◆ **TASK GOAL**: Copy all lines of the listing that include the string "instance".

◆ **LISTED ENTRIES**:
####################

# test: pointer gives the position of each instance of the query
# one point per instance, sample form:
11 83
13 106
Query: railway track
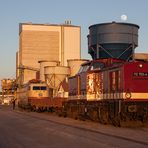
85 127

####################

◆ **SOLVED PROBLEM**:
# test: pointer gives the position of each instance of the query
# one point per instance, sample form:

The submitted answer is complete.